Stored data entries
────────
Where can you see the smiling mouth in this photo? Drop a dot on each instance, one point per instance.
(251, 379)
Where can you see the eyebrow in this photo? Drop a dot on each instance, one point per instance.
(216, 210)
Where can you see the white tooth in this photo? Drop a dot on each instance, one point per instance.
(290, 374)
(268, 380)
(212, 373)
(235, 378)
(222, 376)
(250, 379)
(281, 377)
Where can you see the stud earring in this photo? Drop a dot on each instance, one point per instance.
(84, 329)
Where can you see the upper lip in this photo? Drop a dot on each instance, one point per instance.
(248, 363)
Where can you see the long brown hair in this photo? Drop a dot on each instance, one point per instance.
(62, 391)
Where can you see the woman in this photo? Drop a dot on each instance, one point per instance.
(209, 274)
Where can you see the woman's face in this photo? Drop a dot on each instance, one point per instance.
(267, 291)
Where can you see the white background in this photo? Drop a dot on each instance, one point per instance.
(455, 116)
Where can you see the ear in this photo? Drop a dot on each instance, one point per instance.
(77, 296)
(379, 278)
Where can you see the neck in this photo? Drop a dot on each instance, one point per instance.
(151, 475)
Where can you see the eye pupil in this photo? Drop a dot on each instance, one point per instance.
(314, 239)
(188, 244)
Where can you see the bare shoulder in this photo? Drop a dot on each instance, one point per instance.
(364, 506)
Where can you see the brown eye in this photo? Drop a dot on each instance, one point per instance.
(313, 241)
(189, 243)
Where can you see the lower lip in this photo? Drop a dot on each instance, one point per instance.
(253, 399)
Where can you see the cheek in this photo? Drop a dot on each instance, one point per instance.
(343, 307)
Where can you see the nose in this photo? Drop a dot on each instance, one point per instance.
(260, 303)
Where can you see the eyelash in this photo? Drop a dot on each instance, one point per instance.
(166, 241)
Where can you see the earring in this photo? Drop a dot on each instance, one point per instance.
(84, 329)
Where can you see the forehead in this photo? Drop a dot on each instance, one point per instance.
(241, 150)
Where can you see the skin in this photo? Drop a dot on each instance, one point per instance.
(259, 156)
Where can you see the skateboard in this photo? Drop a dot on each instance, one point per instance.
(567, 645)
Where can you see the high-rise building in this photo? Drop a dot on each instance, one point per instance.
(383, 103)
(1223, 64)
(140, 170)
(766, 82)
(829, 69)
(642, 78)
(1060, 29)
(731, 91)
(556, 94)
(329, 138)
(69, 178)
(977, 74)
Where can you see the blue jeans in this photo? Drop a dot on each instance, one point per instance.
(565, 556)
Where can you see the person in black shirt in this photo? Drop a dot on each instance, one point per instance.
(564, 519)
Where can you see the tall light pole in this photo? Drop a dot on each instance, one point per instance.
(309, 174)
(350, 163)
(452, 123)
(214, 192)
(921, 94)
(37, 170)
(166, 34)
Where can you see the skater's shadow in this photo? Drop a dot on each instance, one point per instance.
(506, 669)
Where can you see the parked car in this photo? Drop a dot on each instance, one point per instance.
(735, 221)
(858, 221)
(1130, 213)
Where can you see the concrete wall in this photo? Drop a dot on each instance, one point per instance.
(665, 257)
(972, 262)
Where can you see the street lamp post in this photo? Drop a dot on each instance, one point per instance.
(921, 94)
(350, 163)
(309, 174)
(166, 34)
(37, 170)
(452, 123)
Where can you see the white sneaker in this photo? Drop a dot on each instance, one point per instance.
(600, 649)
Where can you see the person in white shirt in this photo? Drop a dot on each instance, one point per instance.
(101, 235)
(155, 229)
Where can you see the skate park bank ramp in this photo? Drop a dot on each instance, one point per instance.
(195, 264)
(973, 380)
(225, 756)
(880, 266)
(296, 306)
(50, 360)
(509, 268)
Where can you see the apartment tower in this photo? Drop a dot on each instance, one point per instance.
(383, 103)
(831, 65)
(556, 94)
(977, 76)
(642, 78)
────────
What is needed | Print all of the entries exactly as they are written.

Written solution |
Where can you see the smiling mouth in this photo? Drop a dot on each instance, one point per instance.
(251, 379)
Where can you see the eyebrow in this photo? Drop a dot on each instance, one point per instance.
(216, 210)
Where can you see the white tooth in this photo? Drop a dot on each instance, one point per instance.
(290, 374)
(268, 380)
(212, 373)
(235, 378)
(222, 376)
(250, 379)
(281, 377)
Where can you see the stud earring in this photo? Drop a dot on each instance, one point per instance.
(84, 329)
Where can you see the upper lip in this photo? Drop a dot on each instance, one point per instance.
(248, 363)
Where can you see the long brown hair in this photo? Drop a dot on each instance, one point per instance.
(62, 391)
Where can you see the woman in this photo? Drop a dot on each instance, one point per instance.
(209, 274)
Where can you see the woman's face in this photo? Drop a dot on each instance, one point per instance.
(267, 291)
Where can you see the white background in this photo? Drop a dot on each instance, one point per instance.
(455, 116)
Where can you see the ear in this photo? Drop a dot on each instance, one point per instance.
(77, 296)
(379, 278)
Where can you see the neck in this photo? Drop a dot on each instance, one point per instance.
(151, 475)
Where can you see the eye pupil in this photo? Drop a dot on each instance, one point per instance.
(314, 239)
(188, 244)
Where can you see the bare shoulder in this photo? Drop a dot on each instance, one point per instance.
(364, 506)
Where can you see the brown eye in this photo? Drop a dot on each instance, one point per instance.
(313, 241)
(189, 243)
Where can you see the lower lip in this photo? Drop a dot on each instance, one point per instance.
(253, 399)
Where can you see the cheek in this photo? Drop a dot on each instance, one point per instance.
(343, 307)
Where can you see the nose in this photo? Drop a dot on each instance, one point per instance.
(260, 303)
Where can you see the eyelash in this photo? Drop a dot on each instance, one point per instance.
(166, 241)
Where can you see the earring in this photo? Drop a dot on each instance, one point per instance.
(84, 329)
Where can you see the forehead in this photo? Drop a dot on each instance, one point per instance.
(241, 150)
Where can you see the skin in this photo? Drop a dot on each instance, one point per instance.
(259, 156)
Where can you see the skateboard in this photo? Drop a dot on each instance, one point per instance.
(567, 645)
Where can you see the high-rise building in this photo? Drop a dot on each instance, one point per instance.
(383, 103)
(1223, 64)
(140, 170)
(766, 82)
(829, 69)
(642, 78)
(1060, 29)
(731, 91)
(556, 94)
(329, 138)
(69, 178)
(977, 74)
Where can you see the blue jeans in this photo? Drop a dot on each instance, one point per instance.
(565, 556)
Where can you see the person in black shirt in this photo? Drop a dot on each instance, one point per instance.
(564, 519)
Where can you see the tall light pole in this photo? Drop a dot on each instance, one point per instance.
(309, 174)
(350, 163)
(452, 123)
(214, 192)
(921, 94)
(37, 170)
(166, 34)
Where can you see the skater's shadow in this photo? Drop a dot on each instance, one point per instance.
(506, 669)
Where can you see the parked car in this photo? Drop a dot on each instance, one point per instance.
(735, 221)
(858, 221)
(1130, 213)
Where can you see the concrete wall in this photo? Drop a dot on each instance, one point per instance.
(665, 257)
(972, 262)
Where can you see the street lamp post in this photo? Drop a dot on each instance, one point per instance.
(921, 94)
(350, 163)
(309, 174)
(166, 34)
(37, 170)
(452, 123)
Where can you see the white sneaker in this photo? Drop a dot on each instance, one point per instance.
(600, 649)
Where can you see the person in white shirt in this photo? Drop a dot on each instance, one point per instance.
(101, 235)
(155, 229)
Where can you see the skate park bank ramp in this photo? Drop a dot on each instance, one point per instance.
(195, 264)
(973, 380)
(225, 756)
(880, 266)
(296, 306)
(50, 360)
(509, 268)
Where can you see the apartment tower in this photo? Drop a dot on each instance, one point per instance.
(383, 103)
(831, 65)
(556, 94)
(977, 76)
(642, 78)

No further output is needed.